(WHAT YOU SHOULD DO): Repeat exactly, and only, the lines of the entries below from the one with "box: [108, 270, 132, 320]" through the one with "negative clicks: (305, 311) (327, 254)", both ends included.

Stored records

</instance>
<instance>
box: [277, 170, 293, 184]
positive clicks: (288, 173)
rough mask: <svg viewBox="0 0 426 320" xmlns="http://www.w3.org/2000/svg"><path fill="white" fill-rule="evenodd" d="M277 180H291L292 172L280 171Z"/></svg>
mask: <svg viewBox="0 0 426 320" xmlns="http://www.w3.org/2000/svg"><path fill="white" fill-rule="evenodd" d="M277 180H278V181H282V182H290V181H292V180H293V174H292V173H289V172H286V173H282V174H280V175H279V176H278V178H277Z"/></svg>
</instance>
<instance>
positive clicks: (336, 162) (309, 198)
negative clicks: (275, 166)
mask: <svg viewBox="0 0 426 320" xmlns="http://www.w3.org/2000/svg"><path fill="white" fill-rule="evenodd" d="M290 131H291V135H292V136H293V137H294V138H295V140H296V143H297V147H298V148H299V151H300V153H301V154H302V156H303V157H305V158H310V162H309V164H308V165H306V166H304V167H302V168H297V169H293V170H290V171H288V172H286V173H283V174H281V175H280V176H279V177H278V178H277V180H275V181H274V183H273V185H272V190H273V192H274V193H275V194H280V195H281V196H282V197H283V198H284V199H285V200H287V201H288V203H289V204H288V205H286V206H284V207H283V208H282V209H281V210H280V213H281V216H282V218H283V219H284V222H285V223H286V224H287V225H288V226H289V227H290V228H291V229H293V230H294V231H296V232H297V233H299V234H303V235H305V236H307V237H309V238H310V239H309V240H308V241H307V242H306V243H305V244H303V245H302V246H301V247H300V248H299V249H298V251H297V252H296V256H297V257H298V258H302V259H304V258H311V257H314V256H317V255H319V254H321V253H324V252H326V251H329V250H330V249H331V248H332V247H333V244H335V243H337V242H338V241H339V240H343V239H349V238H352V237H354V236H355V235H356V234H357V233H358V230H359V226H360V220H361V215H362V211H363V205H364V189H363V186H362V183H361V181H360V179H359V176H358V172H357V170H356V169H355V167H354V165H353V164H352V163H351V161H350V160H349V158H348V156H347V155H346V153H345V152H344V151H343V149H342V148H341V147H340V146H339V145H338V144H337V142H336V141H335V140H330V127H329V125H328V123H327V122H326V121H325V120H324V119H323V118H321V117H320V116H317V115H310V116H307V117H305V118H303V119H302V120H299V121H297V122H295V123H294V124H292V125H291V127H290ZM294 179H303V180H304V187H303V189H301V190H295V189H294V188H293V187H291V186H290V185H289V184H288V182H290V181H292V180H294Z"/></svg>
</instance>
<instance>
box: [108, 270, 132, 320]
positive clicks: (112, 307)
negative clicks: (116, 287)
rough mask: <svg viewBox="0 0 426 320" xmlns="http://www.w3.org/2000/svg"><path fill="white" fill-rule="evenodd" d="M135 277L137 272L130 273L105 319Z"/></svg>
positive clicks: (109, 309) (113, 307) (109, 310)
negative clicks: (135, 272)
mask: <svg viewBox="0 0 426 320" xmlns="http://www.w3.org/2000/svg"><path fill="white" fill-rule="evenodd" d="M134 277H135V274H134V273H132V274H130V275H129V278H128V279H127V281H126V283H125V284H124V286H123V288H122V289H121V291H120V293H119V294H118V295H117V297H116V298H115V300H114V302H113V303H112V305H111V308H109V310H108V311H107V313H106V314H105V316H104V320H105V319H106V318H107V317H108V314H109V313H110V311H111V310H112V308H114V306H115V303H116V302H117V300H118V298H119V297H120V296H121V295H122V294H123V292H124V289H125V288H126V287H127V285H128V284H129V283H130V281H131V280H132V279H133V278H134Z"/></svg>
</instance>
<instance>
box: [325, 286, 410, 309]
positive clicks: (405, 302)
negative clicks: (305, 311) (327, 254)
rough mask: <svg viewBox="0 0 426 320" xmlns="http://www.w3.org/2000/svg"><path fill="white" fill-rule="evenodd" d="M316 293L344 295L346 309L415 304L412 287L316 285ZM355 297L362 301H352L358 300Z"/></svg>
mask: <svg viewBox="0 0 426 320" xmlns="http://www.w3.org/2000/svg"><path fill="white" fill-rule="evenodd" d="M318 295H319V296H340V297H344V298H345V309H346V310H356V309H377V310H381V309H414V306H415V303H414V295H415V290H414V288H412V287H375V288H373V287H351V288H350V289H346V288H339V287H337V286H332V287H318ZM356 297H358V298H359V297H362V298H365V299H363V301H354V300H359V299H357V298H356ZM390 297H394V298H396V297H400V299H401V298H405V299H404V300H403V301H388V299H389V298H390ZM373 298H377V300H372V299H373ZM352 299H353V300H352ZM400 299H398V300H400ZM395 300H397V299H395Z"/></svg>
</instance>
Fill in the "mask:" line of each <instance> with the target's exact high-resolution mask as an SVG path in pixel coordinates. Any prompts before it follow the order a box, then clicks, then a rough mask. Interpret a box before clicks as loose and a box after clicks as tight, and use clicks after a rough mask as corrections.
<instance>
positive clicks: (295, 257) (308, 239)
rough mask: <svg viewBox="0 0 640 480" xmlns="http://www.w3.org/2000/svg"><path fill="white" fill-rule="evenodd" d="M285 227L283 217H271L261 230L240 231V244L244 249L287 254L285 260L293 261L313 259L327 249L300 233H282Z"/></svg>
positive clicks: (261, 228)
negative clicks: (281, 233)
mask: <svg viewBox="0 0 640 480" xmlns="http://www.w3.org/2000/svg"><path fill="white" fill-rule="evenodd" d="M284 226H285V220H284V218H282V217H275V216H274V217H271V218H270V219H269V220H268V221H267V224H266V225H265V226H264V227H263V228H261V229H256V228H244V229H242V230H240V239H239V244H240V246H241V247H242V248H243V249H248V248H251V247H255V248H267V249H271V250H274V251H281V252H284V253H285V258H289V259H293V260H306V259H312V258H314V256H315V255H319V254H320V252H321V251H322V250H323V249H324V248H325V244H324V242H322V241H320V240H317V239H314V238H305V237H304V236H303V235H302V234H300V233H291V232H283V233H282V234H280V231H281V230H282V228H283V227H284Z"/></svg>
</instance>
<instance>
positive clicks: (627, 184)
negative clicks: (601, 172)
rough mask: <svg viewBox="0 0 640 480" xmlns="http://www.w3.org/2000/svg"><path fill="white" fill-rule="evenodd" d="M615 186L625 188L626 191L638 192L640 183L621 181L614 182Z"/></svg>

(FINAL ANSWER):
box: [108, 270, 132, 320]
positive clicks: (112, 307)
negative clicks: (116, 287)
rough mask: <svg viewBox="0 0 426 320" xmlns="http://www.w3.org/2000/svg"><path fill="white" fill-rule="evenodd" d="M135 277L137 272L130 273L105 319Z"/></svg>
positive clicks: (109, 309) (113, 307) (109, 310)
negative clicks: (135, 272)
mask: <svg viewBox="0 0 426 320" xmlns="http://www.w3.org/2000/svg"><path fill="white" fill-rule="evenodd" d="M134 277H135V274H134V273H132V274H130V275H129V278H128V279H127V281H126V283H125V284H124V286H123V288H122V289H121V291H120V293H119V294H118V295H117V297H116V298H115V300H114V302H113V303H112V305H111V308H109V310H108V311H107V313H106V314H105V316H104V320H105V319H106V318H107V317H108V314H109V313H110V311H111V310H112V308H114V306H115V303H116V302H117V300H118V298H119V297H120V296H121V295H122V294H123V292H124V289H125V288H126V287H127V285H128V284H129V283H130V281H131V280H132V279H133V278H134Z"/></svg>
</instance>
<instance>
box: [325, 286, 410, 309]
positive clicks: (405, 302)
negative clicks: (305, 311) (327, 254)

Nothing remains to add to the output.